— BEGIN Provided entries —

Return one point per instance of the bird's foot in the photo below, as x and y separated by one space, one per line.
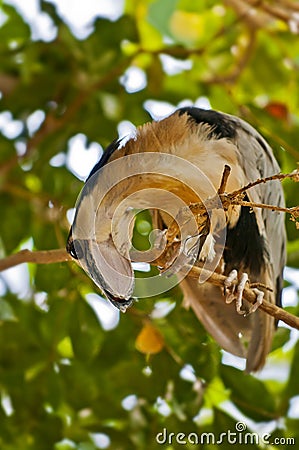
234 291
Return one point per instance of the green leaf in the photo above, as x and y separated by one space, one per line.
249 394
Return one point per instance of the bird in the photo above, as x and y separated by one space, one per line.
158 166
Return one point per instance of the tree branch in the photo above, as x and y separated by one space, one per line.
275 311
38 257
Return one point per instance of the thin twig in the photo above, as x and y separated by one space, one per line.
249 295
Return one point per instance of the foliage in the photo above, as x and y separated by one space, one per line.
63 377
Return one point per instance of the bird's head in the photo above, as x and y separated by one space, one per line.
149 172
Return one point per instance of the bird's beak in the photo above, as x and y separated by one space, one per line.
109 270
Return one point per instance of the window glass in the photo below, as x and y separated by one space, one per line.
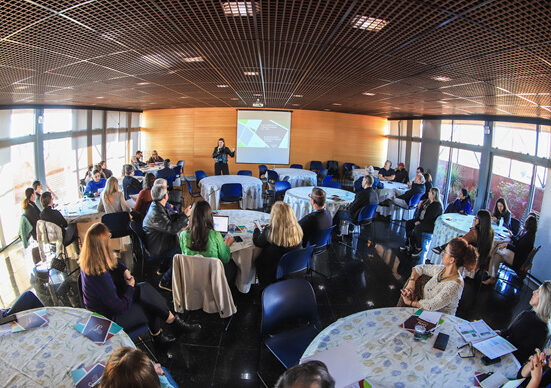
58 120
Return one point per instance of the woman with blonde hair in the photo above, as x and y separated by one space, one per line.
282 235
109 289
112 199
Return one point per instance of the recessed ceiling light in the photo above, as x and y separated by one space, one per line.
368 23
240 8
441 78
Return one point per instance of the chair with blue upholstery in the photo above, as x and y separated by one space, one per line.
245 172
293 262
284 303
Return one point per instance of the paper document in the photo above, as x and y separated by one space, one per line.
343 363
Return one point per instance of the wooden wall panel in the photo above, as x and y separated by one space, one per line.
191 134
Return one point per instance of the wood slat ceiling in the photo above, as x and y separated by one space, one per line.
494 55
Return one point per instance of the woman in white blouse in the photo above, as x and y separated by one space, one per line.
112 200
443 291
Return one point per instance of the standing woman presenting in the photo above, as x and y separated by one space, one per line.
220 155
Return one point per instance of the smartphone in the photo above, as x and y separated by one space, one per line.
441 341
488 361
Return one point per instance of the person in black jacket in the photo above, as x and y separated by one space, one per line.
52 215
516 252
319 219
30 210
529 330
282 235
220 156
428 212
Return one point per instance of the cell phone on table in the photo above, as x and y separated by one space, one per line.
441 341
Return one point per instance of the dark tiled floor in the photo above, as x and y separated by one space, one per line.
359 278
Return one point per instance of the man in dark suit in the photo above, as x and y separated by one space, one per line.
319 219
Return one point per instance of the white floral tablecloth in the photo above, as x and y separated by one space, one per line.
391 358
298 177
45 356
244 253
299 201
451 225
252 190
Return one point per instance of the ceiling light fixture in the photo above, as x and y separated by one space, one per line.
240 8
368 23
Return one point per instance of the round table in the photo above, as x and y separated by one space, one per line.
45 356
252 190
244 253
452 225
298 177
299 200
391 358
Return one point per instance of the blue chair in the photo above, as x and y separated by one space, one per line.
117 223
284 303
231 192
315 165
293 262
199 174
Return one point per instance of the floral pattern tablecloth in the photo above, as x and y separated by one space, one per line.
299 200
451 225
252 190
45 356
244 253
391 358
298 177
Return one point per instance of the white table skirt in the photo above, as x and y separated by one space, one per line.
391 358
45 356
298 177
244 253
252 190
451 225
299 201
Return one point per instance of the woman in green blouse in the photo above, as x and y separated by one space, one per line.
200 238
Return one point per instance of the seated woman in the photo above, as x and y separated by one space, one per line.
283 234
516 252
129 367
200 238
501 212
462 204
49 214
144 197
423 222
111 199
445 286
108 288
529 330
30 210
97 182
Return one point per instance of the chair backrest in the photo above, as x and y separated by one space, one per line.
367 212
294 261
287 301
316 165
117 223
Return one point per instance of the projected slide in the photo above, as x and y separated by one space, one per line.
263 136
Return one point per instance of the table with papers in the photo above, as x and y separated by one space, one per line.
377 349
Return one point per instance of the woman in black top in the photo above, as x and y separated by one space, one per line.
220 156
30 210
282 235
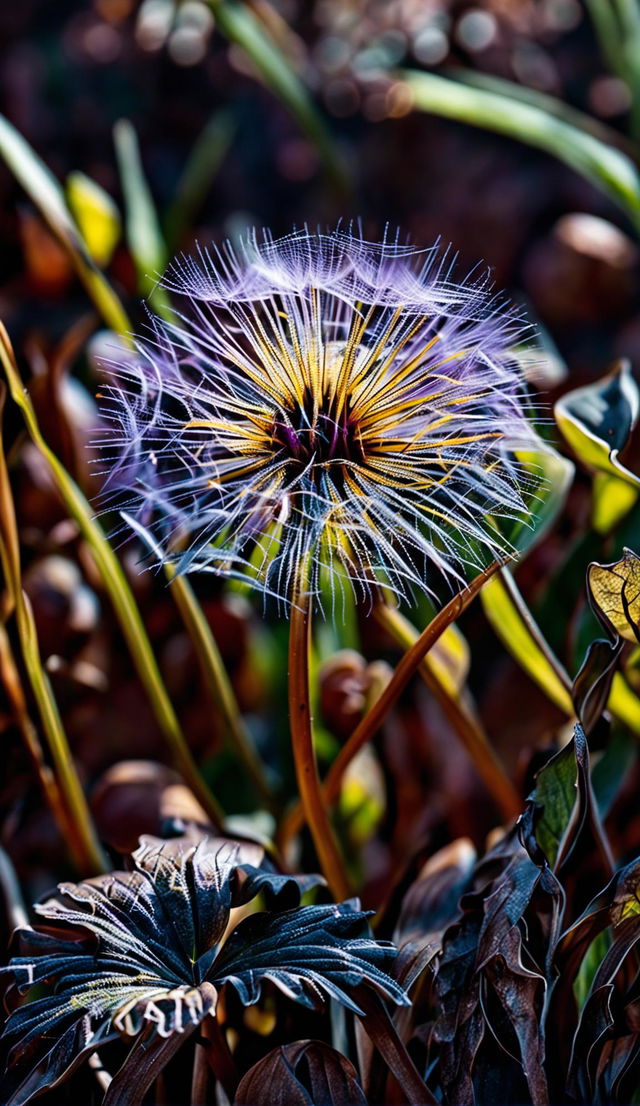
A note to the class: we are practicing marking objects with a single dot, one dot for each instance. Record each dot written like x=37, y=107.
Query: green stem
x=218, y=682
x=303, y=750
x=373, y=720
x=118, y=591
x=53, y=796
x=488, y=764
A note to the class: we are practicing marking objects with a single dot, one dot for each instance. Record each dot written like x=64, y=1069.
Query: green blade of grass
x=206, y=157
x=48, y=196
x=81, y=835
x=605, y=167
x=143, y=229
x=217, y=680
x=118, y=590
x=240, y=25
x=517, y=630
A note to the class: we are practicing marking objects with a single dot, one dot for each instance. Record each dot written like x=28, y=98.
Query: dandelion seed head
x=322, y=410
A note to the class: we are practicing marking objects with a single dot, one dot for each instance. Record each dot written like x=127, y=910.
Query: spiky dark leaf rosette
x=327, y=402
x=144, y=955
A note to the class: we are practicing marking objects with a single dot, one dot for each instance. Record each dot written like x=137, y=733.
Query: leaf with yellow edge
x=450, y=659
x=597, y=420
x=517, y=630
x=551, y=476
x=612, y=499
x=615, y=591
x=96, y=216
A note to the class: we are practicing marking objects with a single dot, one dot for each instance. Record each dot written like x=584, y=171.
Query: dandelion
x=322, y=410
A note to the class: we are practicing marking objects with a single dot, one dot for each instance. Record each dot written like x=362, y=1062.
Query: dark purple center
x=326, y=437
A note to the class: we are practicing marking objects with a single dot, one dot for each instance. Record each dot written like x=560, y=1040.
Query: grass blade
x=205, y=159
x=240, y=25
x=143, y=230
x=605, y=167
x=48, y=196
x=118, y=590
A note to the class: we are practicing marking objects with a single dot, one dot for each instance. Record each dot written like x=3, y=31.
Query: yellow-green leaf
x=96, y=216
x=143, y=230
x=597, y=420
x=506, y=113
x=616, y=592
x=612, y=499
x=517, y=630
x=551, y=477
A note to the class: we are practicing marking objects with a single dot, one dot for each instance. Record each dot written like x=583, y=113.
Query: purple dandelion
x=323, y=410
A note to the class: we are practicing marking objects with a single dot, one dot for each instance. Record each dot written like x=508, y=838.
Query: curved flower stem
x=306, y=772
x=117, y=587
x=384, y=1035
x=218, y=682
x=81, y=834
x=370, y=723
x=53, y=797
x=486, y=761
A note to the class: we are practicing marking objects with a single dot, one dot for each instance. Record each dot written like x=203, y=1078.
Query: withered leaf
x=307, y=1073
x=615, y=591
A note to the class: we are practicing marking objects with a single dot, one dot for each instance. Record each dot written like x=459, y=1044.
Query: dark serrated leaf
x=308, y=953
x=306, y=1073
x=593, y=682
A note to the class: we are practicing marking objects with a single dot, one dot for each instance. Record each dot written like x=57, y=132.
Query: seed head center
x=318, y=437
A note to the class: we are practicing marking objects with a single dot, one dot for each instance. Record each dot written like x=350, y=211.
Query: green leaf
x=205, y=159
x=48, y=196
x=552, y=476
x=597, y=421
x=556, y=792
x=505, y=113
x=614, y=498
x=615, y=590
x=115, y=584
x=96, y=215
x=239, y=23
x=517, y=630
x=143, y=230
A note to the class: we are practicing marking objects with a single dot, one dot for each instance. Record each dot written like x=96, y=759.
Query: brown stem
x=200, y=1074
x=370, y=723
x=486, y=761
x=306, y=772
x=219, y=1057
x=385, y=1037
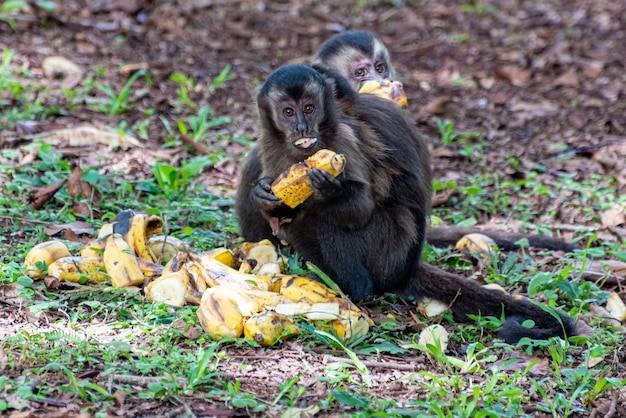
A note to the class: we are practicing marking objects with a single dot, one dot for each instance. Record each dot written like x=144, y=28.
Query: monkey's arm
x=266, y=201
x=350, y=204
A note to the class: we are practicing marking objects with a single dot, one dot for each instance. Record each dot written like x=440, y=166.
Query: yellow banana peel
x=78, y=269
x=268, y=327
x=121, y=263
x=390, y=90
x=220, y=313
x=292, y=186
x=222, y=274
x=163, y=247
x=303, y=289
x=44, y=253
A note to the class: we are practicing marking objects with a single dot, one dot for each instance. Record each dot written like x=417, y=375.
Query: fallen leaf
x=613, y=217
x=514, y=75
x=60, y=68
x=77, y=227
x=78, y=188
x=437, y=106
x=39, y=196
x=568, y=79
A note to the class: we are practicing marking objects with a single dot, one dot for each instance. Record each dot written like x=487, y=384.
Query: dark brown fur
x=366, y=228
x=348, y=51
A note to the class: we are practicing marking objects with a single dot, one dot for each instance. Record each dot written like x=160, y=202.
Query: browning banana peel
x=303, y=289
x=222, y=310
x=292, y=186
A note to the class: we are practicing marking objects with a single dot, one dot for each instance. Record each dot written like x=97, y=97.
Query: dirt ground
x=538, y=80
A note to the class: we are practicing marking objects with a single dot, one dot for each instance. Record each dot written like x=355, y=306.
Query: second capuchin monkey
x=361, y=56
x=365, y=228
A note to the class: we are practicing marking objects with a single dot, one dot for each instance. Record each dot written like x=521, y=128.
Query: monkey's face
x=359, y=56
x=298, y=114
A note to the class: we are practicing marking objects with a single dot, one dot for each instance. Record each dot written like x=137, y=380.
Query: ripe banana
x=268, y=327
x=303, y=289
x=163, y=248
x=320, y=311
x=176, y=263
x=351, y=324
x=95, y=248
x=477, y=243
x=136, y=228
x=292, y=186
x=171, y=288
x=390, y=90
x=222, y=255
x=149, y=269
x=42, y=255
x=222, y=310
x=222, y=274
x=259, y=258
x=120, y=262
x=78, y=270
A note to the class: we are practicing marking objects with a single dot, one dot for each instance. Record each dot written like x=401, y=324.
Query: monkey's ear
x=339, y=84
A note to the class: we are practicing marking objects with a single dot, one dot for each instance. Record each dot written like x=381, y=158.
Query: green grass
x=147, y=351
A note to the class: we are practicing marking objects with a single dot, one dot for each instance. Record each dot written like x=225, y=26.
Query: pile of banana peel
x=240, y=293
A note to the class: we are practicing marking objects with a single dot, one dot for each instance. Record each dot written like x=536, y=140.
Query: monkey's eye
x=359, y=72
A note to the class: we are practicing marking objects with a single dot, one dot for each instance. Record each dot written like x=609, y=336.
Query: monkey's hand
x=323, y=184
x=264, y=198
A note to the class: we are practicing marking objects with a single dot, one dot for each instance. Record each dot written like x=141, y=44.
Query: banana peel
x=292, y=186
x=121, y=263
x=477, y=244
x=387, y=89
x=222, y=311
x=77, y=270
x=220, y=274
x=164, y=247
x=136, y=228
x=303, y=289
x=269, y=327
x=175, y=289
x=42, y=255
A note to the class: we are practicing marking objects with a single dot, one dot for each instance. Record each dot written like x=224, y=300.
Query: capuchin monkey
x=360, y=56
x=365, y=228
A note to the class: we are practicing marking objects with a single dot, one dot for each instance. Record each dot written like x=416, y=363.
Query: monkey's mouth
x=304, y=142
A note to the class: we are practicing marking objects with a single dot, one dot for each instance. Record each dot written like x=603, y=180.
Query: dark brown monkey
x=366, y=227
x=360, y=56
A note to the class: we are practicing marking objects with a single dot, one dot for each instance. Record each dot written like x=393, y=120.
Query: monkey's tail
x=446, y=236
x=467, y=297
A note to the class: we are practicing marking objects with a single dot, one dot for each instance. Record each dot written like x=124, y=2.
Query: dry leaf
x=513, y=75
x=613, y=217
x=437, y=106
x=38, y=196
x=60, y=68
x=569, y=79
x=78, y=228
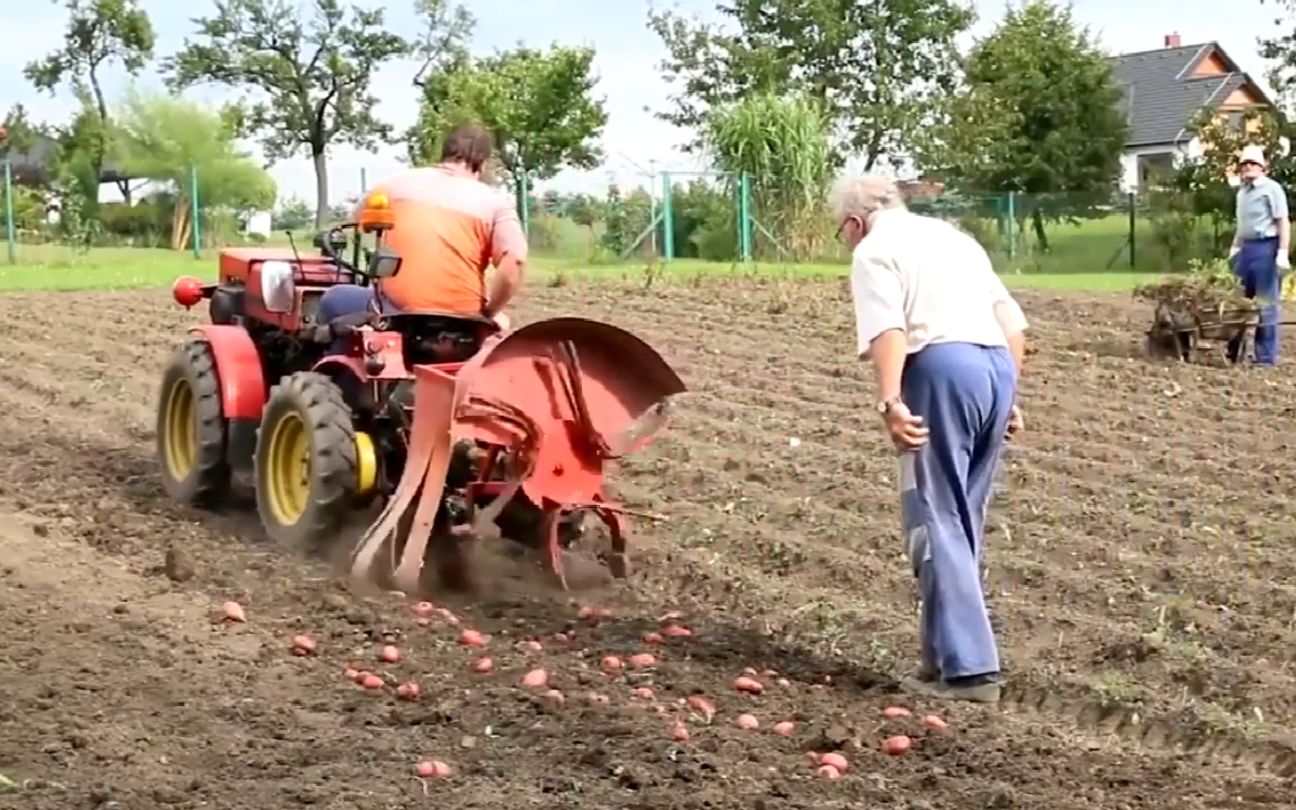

— END Provided entries —

■ **To be done**:
Change "woman" to "person" in the stretch of lines from the one containing "Return one point per instance of the seated" through the one containing "x=488, y=764", and write out only those lines with everything else unchanged. Leave the pictures out.

■ **Answer to this task**:
Return one point per instance of the seated person in the photo above, as x and y separated by one space, one per line.
283 234
516 252
129 367
200 238
501 212
462 204
49 214
144 197
423 222
111 199
445 286
108 288
529 330
30 210
97 182
Return one point per instance of the chair backrest in the photo above, as x and y separated by one space, one per line.
367 212
294 261
287 301
316 165
117 223
Return one point per instance of the projected slide in the photo above, as x and y separated by one space, one per line.
263 136
Return one point per instance of the table with papers in the photo above, as x and y separated by one space, one per line.
377 349
Return one point per instance of the person in black top in the photo above, as x and y separated by one space, one per line.
220 156
30 210
282 235
A note to the class: we are practicing marking objects with a single dot, one dot for each instance. Record each dot written like x=37, y=107.
Query: green stem
x=218, y=682
x=303, y=750
x=373, y=720
x=118, y=591
x=53, y=796
x=488, y=764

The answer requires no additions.